Records to process:
= = = =
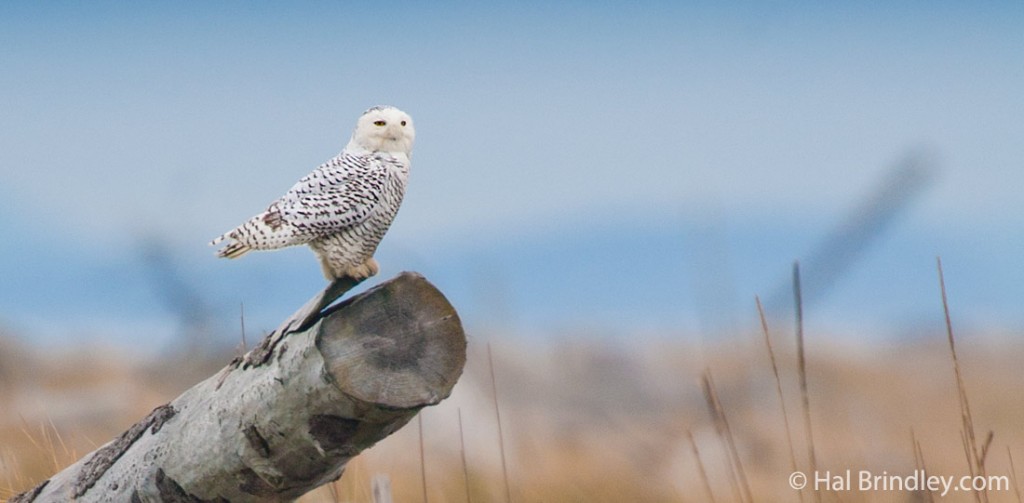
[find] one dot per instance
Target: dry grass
(582, 421)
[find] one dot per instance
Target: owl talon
(368, 269)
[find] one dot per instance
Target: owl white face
(385, 129)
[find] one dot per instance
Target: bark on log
(287, 417)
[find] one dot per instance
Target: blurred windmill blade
(180, 296)
(847, 243)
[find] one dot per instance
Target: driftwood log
(288, 416)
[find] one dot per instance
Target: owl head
(384, 129)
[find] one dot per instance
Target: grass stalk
(778, 390)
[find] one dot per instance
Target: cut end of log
(398, 345)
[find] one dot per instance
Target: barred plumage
(345, 206)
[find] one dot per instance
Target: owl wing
(339, 194)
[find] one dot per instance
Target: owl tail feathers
(235, 249)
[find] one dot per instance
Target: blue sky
(561, 150)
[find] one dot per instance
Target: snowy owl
(343, 208)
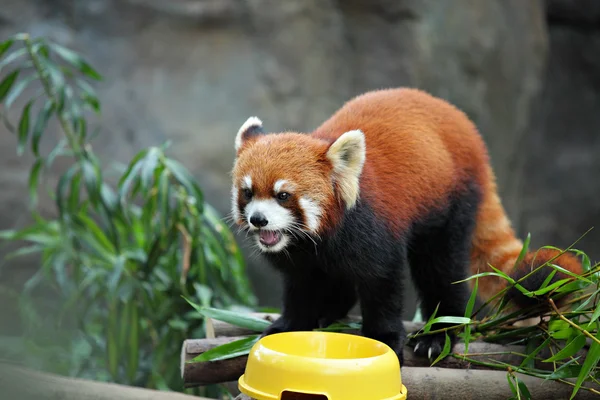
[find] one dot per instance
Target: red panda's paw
(431, 346)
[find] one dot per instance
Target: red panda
(396, 179)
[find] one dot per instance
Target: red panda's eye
(283, 196)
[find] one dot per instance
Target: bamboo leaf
(596, 314)
(4, 46)
(24, 128)
(549, 288)
(468, 312)
(64, 180)
(570, 349)
(233, 349)
(17, 90)
(76, 60)
(40, 125)
(589, 364)
(524, 391)
(523, 252)
(33, 181)
(150, 164)
(566, 371)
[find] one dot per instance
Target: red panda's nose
(258, 219)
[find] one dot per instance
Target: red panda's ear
(252, 127)
(347, 156)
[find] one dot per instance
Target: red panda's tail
(494, 243)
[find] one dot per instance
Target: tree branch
(25, 384)
(205, 373)
(452, 384)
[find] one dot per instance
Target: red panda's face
(281, 187)
(286, 185)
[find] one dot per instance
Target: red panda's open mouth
(269, 238)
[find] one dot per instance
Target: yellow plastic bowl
(335, 365)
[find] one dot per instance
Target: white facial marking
(278, 217)
(312, 211)
(275, 248)
(235, 213)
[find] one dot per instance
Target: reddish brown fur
(295, 157)
(419, 149)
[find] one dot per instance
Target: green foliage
(563, 335)
(117, 258)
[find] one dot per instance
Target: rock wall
(561, 185)
(193, 70)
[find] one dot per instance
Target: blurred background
(192, 71)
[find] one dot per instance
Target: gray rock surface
(193, 70)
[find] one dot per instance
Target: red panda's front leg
(381, 303)
(312, 299)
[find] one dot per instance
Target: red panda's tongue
(269, 238)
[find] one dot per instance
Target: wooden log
(453, 384)
(20, 383)
(205, 373)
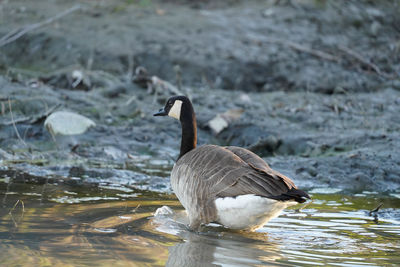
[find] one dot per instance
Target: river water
(59, 225)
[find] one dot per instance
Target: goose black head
(174, 107)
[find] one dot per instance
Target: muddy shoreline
(318, 82)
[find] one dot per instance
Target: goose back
(209, 172)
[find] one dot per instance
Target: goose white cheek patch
(175, 111)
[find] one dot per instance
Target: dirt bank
(318, 82)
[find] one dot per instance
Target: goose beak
(161, 112)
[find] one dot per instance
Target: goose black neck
(189, 129)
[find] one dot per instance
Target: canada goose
(228, 185)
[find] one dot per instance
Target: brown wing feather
(233, 171)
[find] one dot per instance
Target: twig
(375, 211)
(18, 33)
(364, 61)
(13, 123)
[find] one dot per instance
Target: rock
(67, 123)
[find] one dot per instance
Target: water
(59, 225)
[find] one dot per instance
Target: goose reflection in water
(216, 246)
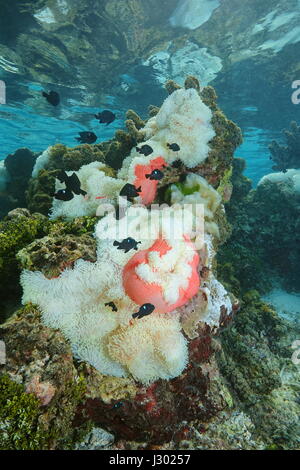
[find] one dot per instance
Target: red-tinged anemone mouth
(143, 291)
(148, 187)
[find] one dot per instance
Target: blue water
(35, 124)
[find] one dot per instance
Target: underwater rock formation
(166, 271)
(164, 377)
(287, 157)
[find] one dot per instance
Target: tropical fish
(127, 244)
(105, 117)
(112, 305)
(63, 195)
(174, 147)
(156, 175)
(73, 185)
(130, 191)
(145, 150)
(144, 310)
(52, 97)
(87, 137)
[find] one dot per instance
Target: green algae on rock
(255, 352)
(39, 401)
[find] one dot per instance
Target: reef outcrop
(130, 322)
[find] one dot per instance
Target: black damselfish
(145, 150)
(87, 137)
(155, 175)
(144, 310)
(73, 186)
(52, 97)
(112, 305)
(106, 117)
(130, 191)
(127, 244)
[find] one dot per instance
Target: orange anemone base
(142, 292)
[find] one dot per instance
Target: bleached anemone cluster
(183, 119)
(125, 314)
= = = =
Quote all the lines above exactly as given. Do not include the pictures.

Result for this task:
[find] one dot per instance
Target: dry grass
(582, 421)
[find] one dot per instance
Target: owl talon
(368, 269)
[find] one dot per instance
Target: owl white face
(385, 129)
[find] one dot per instance
Target: bark on log
(287, 417)
[find] one dot per instance
Target: blurred windmill blade
(180, 296)
(847, 243)
[find] one dot per instance
Target: driftwood log
(288, 416)
[find] one dot per instance
Target: owl head
(384, 129)
[find] one dot per instance
Target: grass stalk
(778, 390)
[find] one dot per instance
Target: cut end of log
(398, 345)
[find] one dot per instance
Target: barred plumage
(345, 206)
[find] one dot per instance
Target: owl wing
(339, 194)
[find] one dot per instance
Target: owl tail feathers
(235, 249)
[find] one dot per instance
Target: blue sky
(561, 150)
[find] one dot per instance
Target: snowy owl
(343, 208)
[find] one dot per instance
Target: red panda's paw
(431, 346)
[find] one dot per instance
Target: red panda
(396, 179)
[find] one dot per instance
Target: red panda's eye
(283, 196)
[find] one dot per instance
Target: bamboo leaf
(596, 314)
(4, 46)
(24, 128)
(549, 288)
(468, 312)
(64, 180)
(570, 349)
(233, 349)
(17, 90)
(76, 60)
(40, 125)
(589, 364)
(524, 391)
(523, 252)
(33, 181)
(150, 164)
(566, 371)
[find] one dot per instance
Target: red panda's nose
(258, 219)
[find] one dot per instance
Target: red panda's ear
(252, 127)
(347, 156)
[find] one dot per instance
Target: red panda's tail
(494, 243)
[find] one dot per instance
Target: tree branch
(25, 384)
(205, 373)
(452, 384)
[find] one dot per instance
Target: red panda's face
(281, 187)
(286, 185)
[find] one dot per instance
Target: red panda's open mouth
(269, 238)
[find] one dot per instance
Target: yellow plastic bowl
(335, 365)
[find] one dot per instance
Target: white facial marking
(278, 217)
(312, 211)
(275, 248)
(235, 213)
[find] one dot per instance
Target: reddish brown fur
(295, 157)
(419, 149)
[find] one dot per instance
Target: green foliage
(563, 335)
(117, 258)
[find] one dot per instance
Target: rock wall
(561, 185)
(193, 70)
[find] one dot per instance
Target: blurred background
(192, 71)
[find] one dot per instance
Target: gray rock surface
(193, 70)
[find] one dot per instance
Target: red panda's front leg
(381, 303)
(312, 299)
[find] one dot per instance
Target: red panda's tongue
(269, 238)
[find] one dot per instance
Target: wooden log
(453, 384)
(20, 383)
(205, 373)
[find] one dot per instance
Target: river water
(59, 225)
[find] one dot per instance
Target: goose black head
(174, 107)
[find] one dot per instance
Target: muddy shoreline
(318, 82)
[find] one dot per instance
Target: goose back
(209, 172)
[find] one dot per instance
Target: goose white cheek patch
(175, 111)
[find] one dot per instance
Target: dirt bank
(318, 82)
[find] one dot per instance
Target: goose beak
(161, 112)
[find] one dot per instance
Target: goose black neck
(189, 129)
[find] one dot per instance
Target: canada goose
(228, 185)
[find] one dot per instance
Target: brown wing feather
(233, 171)
[find] one dot per instance
Target: twig
(375, 211)
(18, 33)
(364, 61)
(13, 123)
[find] one dot per instance
Target: rock
(67, 123)
[find] one dot per instance
Target: water
(59, 225)
[find] one dot per instance
Target: goose reflection in water
(216, 246)
[find] one dot per instance
Target: red-tinged anemone mouth
(143, 291)
(148, 187)
[find] one dot per instance
Target: blue water
(35, 124)
[find] one dot per instance
Target: underwater rock formation
(166, 271)
(164, 377)
(287, 157)
[find] one dot per instance
Target: tropical fish
(127, 244)
(105, 117)
(112, 305)
(63, 195)
(174, 147)
(156, 175)
(73, 185)
(130, 191)
(145, 150)
(144, 310)
(52, 97)
(87, 137)
[find] one dot per instance
Target: green algae on rock
(255, 352)
(39, 401)
[find] one dot per instance
Target: reef outcrop
(130, 322)
[find] one dot per instance
Target: black damselfish
(145, 150)
(87, 137)
(155, 175)
(144, 310)
(73, 186)
(52, 97)
(112, 305)
(106, 117)
(130, 191)
(127, 244)
[find] one dot per instance
Target: orange anemone base
(142, 292)
[find] one dot per instance
Target: bleached anemone cluster
(183, 119)
(125, 314)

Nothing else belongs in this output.